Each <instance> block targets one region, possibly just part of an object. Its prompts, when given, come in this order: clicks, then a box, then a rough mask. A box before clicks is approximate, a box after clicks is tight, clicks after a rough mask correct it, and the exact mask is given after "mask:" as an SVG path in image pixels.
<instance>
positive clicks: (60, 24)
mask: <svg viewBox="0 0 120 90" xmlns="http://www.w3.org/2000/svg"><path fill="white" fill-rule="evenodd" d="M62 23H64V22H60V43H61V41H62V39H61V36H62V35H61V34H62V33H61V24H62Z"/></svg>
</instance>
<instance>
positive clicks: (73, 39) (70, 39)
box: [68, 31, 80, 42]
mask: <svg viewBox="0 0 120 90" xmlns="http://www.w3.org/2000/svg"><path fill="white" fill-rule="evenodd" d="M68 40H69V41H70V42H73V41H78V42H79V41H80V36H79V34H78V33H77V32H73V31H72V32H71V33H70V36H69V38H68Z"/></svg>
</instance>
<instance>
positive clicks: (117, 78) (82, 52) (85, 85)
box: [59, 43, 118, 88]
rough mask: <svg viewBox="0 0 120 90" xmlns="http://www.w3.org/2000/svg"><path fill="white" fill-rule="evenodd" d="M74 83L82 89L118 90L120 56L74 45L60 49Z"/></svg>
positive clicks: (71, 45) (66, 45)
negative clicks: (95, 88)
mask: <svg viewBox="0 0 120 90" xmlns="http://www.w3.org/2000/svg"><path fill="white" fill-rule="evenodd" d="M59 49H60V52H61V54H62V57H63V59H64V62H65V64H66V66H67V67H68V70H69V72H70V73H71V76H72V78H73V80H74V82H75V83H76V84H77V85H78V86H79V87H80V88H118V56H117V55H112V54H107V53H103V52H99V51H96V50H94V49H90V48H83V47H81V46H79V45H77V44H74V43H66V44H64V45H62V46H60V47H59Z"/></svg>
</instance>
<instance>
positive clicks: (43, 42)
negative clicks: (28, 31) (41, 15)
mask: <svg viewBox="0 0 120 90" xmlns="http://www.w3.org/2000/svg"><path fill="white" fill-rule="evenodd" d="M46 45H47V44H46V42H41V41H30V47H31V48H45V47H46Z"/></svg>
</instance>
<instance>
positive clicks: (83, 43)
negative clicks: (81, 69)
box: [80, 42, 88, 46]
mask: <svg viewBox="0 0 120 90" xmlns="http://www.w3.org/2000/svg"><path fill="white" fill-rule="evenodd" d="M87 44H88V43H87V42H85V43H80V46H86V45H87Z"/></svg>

▬▬▬

To do.
The material is to be output in full, exactly as it stands.

Expected output.
Each <instance> block targets one region, possibly just part of an object. Its prompts, when given, come in this order: clicks, then a box, then a rough mask. A box before clicks is approximate, a box after clicks is tight, clicks after a rough mask correct it, and the exact mask is given after "mask:" as an SVG path in image pixels.
<instance>
positive clicks: (60, 24)
mask: <svg viewBox="0 0 120 90" xmlns="http://www.w3.org/2000/svg"><path fill="white" fill-rule="evenodd" d="M62 23H64V22H60V43H61V41H62V39H61V36H62V35H61V34H62V33H61V24H62Z"/></svg>
</instance>
<instance>
positive clicks: (73, 39) (70, 39)
box: [68, 31, 80, 42]
mask: <svg viewBox="0 0 120 90" xmlns="http://www.w3.org/2000/svg"><path fill="white" fill-rule="evenodd" d="M68 40H69V41H70V42H73V41H78V42H79V41H80V36H79V34H78V33H77V32H73V31H72V32H71V33H70V36H69V38H68Z"/></svg>
</instance>
<instance>
positive clicks: (117, 78) (82, 52) (85, 85)
box: [59, 43, 118, 88]
rough mask: <svg viewBox="0 0 120 90" xmlns="http://www.w3.org/2000/svg"><path fill="white" fill-rule="evenodd" d="M74 83L82 89L118 90L120 56L74 45L60 49Z"/></svg>
positive clicks: (71, 45) (66, 45)
negative clicks: (95, 88)
mask: <svg viewBox="0 0 120 90" xmlns="http://www.w3.org/2000/svg"><path fill="white" fill-rule="evenodd" d="M59 49H60V52H61V54H62V57H63V59H64V62H65V64H66V66H67V67H68V70H69V72H70V73H71V76H72V78H73V80H74V82H75V83H76V84H77V85H78V86H79V87H80V88H118V56H117V55H112V54H107V53H103V52H99V51H96V50H94V49H90V48H83V47H81V46H79V45H77V44H74V43H66V44H64V45H62V46H60V47H59Z"/></svg>
</instance>
<instance>
positive clicks: (43, 42)
negative clicks: (28, 31) (41, 15)
mask: <svg viewBox="0 0 120 90" xmlns="http://www.w3.org/2000/svg"><path fill="white" fill-rule="evenodd" d="M46 45H47V44H46V42H41V41H30V47H31V48H45V47H46Z"/></svg>
</instance>
<instance>
positive clicks: (83, 43)
negative clicks: (81, 69)
box: [80, 42, 88, 46]
mask: <svg viewBox="0 0 120 90" xmlns="http://www.w3.org/2000/svg"><path fill="white" fill-rule="evenodd" d="M87 44H88V43H87V42H85V43H80V46H86V45H87Z"/></svg>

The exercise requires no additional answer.